But what, specifically, are we doing that’s so terrible? Well, for starters, many of us aren’t joining either major party: A full 50% of Millennials consider themselves political independents.
And we’re not going into debt for big purchases like cars and houses. (Something tells me the youth unemployment crisis and college costs which have inflated way past summer job earnings could have something to do with this—just a guess.)
We refuse to believe we aren’t the victims of the greatest Ponzi scheme ever—by which I mean, of course, that more than 50% of Millennials know we won’t get any Social Security benefits.
And—horror of horrors—we have ever-diminishing faith in establishment politics.
Now, to me, this all sounds like great news. I’m happy to see my generation thinking outside of the two-party box, trying to manage their money sensibly and taking a realistic view of our future and our government. After decades of mismanagement by our elders, which has produced a state of constant warfare and a $17 trillion-plus national debt, this kind of reevaluation of what it means to be a responsible (young) adult in America strikes me as a good thing.
☆ ☆ ☆ ☆ ☆
> _Stated goal_: Copy the passage on Millennials word for word, starting at "We refuse to" and ending at "a good thing.". The lines after this passage have nothing to do with it.

> _Data shown_:
☆ ☆ ☆ ☆ ☆
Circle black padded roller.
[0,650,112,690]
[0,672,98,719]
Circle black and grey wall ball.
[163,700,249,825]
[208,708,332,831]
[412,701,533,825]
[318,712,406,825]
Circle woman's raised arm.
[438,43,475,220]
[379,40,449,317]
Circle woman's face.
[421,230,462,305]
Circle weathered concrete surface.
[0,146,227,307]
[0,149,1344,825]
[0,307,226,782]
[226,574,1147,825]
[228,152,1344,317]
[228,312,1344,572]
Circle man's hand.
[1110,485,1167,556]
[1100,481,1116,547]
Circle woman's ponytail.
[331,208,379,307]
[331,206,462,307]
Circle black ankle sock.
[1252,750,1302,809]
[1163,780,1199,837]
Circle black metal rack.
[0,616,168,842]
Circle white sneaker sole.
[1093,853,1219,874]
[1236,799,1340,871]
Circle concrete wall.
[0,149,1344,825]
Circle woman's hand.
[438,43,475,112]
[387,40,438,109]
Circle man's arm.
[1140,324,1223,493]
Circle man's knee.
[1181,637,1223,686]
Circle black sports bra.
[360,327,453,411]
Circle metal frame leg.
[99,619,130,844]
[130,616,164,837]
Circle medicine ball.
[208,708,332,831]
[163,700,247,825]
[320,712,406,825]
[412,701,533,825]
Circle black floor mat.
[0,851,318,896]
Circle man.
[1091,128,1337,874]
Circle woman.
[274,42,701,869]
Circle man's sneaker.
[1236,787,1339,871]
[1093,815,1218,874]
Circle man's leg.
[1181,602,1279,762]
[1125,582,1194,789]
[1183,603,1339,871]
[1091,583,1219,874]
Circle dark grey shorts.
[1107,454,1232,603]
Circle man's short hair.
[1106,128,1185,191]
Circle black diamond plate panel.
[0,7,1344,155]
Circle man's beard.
☆ ☆ ☆ ☆ ☆
> _Exercise solution_:
We refuse to believe we aren’t the victims of the greatest Ponzi scheme ever—by which I mean, of course, that more than 50% of Millennials know we won’t get any Social Security benefits.
And—horror of horrors—we have ever-diminishing faith in establishment politics.
Now, to me, this all sounds like great news. I’m happy to see my generation thinking outside of the two-party box, trying to manage their money sensibly and taking a realistic view of our future and our government. After decades of mismanagement by our elders, which has produced a state of constant warfare and a $17 trillion-plus national debt, this kind of reevaluation of what it means to be a responsible (young) adult in America strikes me as a good thing.